**BRANO DI LETTURA**
⁂

Sebbene non esistano ancora terapie provate per gli esseri umani che permettano loro di invecchiare bene, gli geroscienziati stanno studiando diversi composti che possono rallentare il processo di invecchiamento. Alcuni sono già stati testati sugli esseri umani e molti altri studi clinici sono in corso.
La rapamicina, un composto scoperto per la prima volta in un campione di terreno raccolto nel 1964 a Rapa Nui, o Isola di Pasqua. La rapamicina prolunga la vita anche nei lieviti, nelle mosche e nei topi ed è in fase di sperimentazione sugli esseri umani. Il modo in cui contrasta l’invecchiamento non è del tutto chiaro.
Il farmaco inibisce un complesso proteico chiamato bersaglio meccanicistico della rapamicina, in breve mTOR, che svolge un ruolo nella crescita cellulare e nella sintesi proteica. Questa inibizione sembra avere effetti ad ampio raggio, tra cui la riduzione dell’infiammazione, l’eliminazione delle cellule vecchie e danneggiate e l’alterazione del metabolismo cellulare, alcuni dei processi chiave che i ricercatori ritengono siano responsabili nel decadimento dell’organismo che lo porta ad invecchiare.

⁂

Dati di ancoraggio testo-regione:

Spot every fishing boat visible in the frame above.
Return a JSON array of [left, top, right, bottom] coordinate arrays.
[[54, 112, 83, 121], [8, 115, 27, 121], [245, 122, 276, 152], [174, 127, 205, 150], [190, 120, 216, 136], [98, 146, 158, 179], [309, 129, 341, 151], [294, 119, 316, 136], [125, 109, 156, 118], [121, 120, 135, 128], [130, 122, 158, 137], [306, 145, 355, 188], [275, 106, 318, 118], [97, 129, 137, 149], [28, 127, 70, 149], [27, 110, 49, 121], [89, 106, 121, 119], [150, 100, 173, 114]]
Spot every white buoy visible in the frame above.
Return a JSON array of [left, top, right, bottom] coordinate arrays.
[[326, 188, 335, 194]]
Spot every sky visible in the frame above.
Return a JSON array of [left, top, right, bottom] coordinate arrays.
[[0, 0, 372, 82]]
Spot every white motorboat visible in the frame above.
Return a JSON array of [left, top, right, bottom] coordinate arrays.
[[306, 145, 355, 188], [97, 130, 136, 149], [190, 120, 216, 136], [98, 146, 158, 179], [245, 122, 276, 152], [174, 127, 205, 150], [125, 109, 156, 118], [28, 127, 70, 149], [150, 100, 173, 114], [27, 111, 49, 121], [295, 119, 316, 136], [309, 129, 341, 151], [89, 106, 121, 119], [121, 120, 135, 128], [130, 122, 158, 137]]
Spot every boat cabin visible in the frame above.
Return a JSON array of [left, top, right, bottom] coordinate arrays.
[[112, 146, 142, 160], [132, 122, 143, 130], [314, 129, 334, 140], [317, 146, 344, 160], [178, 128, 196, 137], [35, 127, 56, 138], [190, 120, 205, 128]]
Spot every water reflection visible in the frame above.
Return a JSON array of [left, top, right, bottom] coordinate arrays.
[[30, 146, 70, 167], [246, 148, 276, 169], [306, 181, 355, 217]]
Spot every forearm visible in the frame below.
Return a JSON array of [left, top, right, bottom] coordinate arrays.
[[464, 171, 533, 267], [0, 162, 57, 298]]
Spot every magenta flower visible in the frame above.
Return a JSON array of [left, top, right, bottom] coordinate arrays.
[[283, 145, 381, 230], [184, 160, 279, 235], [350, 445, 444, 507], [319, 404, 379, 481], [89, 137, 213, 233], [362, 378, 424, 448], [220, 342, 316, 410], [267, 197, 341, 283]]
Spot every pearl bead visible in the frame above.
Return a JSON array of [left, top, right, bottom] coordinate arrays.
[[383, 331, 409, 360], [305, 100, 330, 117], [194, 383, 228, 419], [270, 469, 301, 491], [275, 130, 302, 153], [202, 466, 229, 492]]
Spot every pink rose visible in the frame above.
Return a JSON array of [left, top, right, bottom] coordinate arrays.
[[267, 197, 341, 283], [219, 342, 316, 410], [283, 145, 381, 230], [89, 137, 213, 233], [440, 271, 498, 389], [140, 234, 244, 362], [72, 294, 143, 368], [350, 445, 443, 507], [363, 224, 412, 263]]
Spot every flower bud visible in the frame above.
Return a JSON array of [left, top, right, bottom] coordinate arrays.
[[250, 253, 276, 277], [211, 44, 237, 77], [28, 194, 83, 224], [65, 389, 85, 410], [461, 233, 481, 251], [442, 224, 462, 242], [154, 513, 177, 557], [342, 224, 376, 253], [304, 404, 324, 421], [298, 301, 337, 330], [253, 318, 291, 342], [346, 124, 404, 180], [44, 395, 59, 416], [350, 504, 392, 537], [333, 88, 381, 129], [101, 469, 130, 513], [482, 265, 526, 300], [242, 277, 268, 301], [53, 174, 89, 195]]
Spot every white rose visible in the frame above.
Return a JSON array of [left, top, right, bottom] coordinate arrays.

⁂

**ELENCO DELLE ATTIVITÀ**
**A)** Per ciascuna affermazione stabilisci se concorda con il brano sulla rapamicina, rispondendo sì o no e riportando tra virgolette le parole del brano che lo decidono.
(i) La rapamicina è stata scoperta in un campione di terreno raccolto a Rapa Nui nel 1964.
(ii) Esistono già terapie provate che permettono agli esseri umani di invecchiare bene.
(iii) Il modo in cui la rapamicina contrasta l'invecchiamento è del tutto chiaro.
**B)** Rispondi alle seguenti domande basandoti sul brano sulla rapamicina.
(i) In quali organismi la rapamicina prolunga la vita?
(ii) Come si chiama in breve il complesso proteico inibito dal farmaco?
(iii) In quali processi svolge un ruolo questo complesso proteico?
**C)** Riprendi il brano sulla rapamicina e l'invecchiamento e proseguilo a partire dall'ultima frase.

**RISULTATI**
**A)**
(i) Sì: "un composto scoperto per la prima volta in un campione di terreno raccolto nel 1964 a Rapa Nui"
(ii) No: "non esistano ancora terapie provate per gli esseri umani che permettano loro di invecchiare bene"
(iii) No: "Il modo in cui contrasta l’invecchiamento non è del tutto chiaro."

**B)**
(i) Nei lieviti, nelle mosche e nei topi.
(ii) mTOR.
(iii) Nella crescita cellulare e nella sintesi proteica.

**C)**
La rapamicina non è l’unico farmaco ad avere un impatto su mTOR. I ricercatori dell’azienda biotecnologica resTORbio hanno testato altri inibitori di mTOR negli anziani per cercare di migliorare la funzione immunitaria. Circa 250 persone hanno partecipato ad uno studio clinico, che ha testato due inibitori di mTOR da soli e in combinazione rispetto a un placebo.
Nel 2018, il team ha riferito che coloro che hanno ricevuto i farmaci hanno manifestato meno infezioni ed è stata riscontrata una risposta migliore al vaccino antinfluenzale. L’azienda ha però provato uno di questi composti in uno studio successivo, ma non è riuscita a dimostrare alcun effetto sulle malattie respiratorie auto-riferite.
ResTORbio non esiste più, ma il direttore medico dell’azienda, Joan Mannick, non ha rinunciato agli inibitori di mTOR e ha cofondato una nuova società chiamata Tornado Therapeutics, con sede a New York City, che sta lavorando per sviluppare nuovi analoghi della rapamicina, o “rapalog“.
Un’altra promettente classe di farmaci che potrebbero consentire di invecchiare bene prende di mira le cellule che hanno smesso di dividersi ma non muoiono. Queste cellule senescenti rilasciano segnali chimici che possono innescare l’infiammazione, interrompere la riparazione dei tessuti e danneggiare le cellule vicine.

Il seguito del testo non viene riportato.